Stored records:
--- START ---

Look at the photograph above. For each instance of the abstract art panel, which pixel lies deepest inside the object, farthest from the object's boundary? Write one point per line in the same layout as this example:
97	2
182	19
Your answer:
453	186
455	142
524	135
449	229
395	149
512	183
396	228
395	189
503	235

--- END ---

> _Prompt_
Retype every line of the data above exactly.

> _Finished task_
Look at the photograph above. For each instance of the abstract art panel, which pixel lies deepest inside the object, farthest from the object's boundary? Write one point per line in the same layout as this example:
97	2
182	19
Your answer:
453	186
455	142
524	135
449	229
395	149
512	183
396	228
395	189
503	235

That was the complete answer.